> **Task 1**: Reproduce the passage of the 2015–16 Pro D2 text from "Changes in the" to "relegated to Pro D2." without changing a character.
----- Page text
The 2015–16 Rugby Pro D2 was the second-level French rugby union club competition, behind the Top 14, for the 2015–16 season. It ran alongside the 2015–16 Top 14 competition; both competitions are operated by the Ligue Nationale de Rugby (LNR).

Teams

Changes in the lineup from 2014–15 were:
 Pau won the 2014–15 Pro D2 title and were thereby automatically promoted to the Top 14. Agen won the promotion playoffs to secure the second promotion place.
 The bottom finisher in 2014–15, Massy was relegated from Pro D2 to Fédérale 1. 
 The two bottom finishers in the 2014–15 Top 14 season, Bayonne and Lyon OU, were relegated to Pro D2.
 The Fédérale 1 champion Provence Rugby earned promotion.

Competition format
The top team at the end of the regular season (after all the teams played one another twice, once at home, once away), is declared champion and earns a spot in the next Top 14 season. Teams ranked second to fifth compete in promotion playoffs, with the semifinals being played at the home ground of the higher-ranked team. The final is then played on neutral ground, and the winner earns the second ticket to the next Top 14.
----------
> **Task 2**: How many lines of the entries contain the string "each", with case counting? Give only the number.
----- Dataset records
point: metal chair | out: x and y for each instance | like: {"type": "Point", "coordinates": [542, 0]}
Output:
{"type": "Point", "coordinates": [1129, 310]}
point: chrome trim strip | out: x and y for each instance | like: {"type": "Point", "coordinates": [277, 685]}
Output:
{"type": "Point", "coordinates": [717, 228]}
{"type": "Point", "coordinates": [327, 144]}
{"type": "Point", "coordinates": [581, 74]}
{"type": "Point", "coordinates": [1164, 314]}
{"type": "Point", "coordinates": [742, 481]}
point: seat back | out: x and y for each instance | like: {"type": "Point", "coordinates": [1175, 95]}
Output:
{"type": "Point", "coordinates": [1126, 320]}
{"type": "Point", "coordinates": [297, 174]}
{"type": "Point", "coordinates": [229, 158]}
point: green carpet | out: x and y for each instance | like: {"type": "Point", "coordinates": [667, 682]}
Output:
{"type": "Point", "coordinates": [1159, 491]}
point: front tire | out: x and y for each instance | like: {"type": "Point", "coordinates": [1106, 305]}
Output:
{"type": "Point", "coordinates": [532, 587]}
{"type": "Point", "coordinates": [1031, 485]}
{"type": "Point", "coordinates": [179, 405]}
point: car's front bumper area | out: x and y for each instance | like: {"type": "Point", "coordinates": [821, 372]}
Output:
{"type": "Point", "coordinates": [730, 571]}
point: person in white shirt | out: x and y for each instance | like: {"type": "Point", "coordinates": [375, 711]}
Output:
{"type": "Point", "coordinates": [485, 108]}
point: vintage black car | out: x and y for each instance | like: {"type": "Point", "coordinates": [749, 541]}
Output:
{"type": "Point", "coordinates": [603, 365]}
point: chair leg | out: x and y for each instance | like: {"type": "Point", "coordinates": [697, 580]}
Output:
----------
> **Final result 1**:
Changes in the lineup from 2014–15 were:
 Pau won the 2014–15 Pro D2 title and were thereby automatically promoted to the Top 14. Agen won the promotion playoffs to secure the second promotion place.
 The bottom finisher in 2014–15, Massy was relegated from Pro D2 to Fédérale 1. 
 The two bottom finishers in the 2014–15 Top 14 season, Bayonne and Lyon OU, were relegated to Pro D2.

> **Final result 2**: 9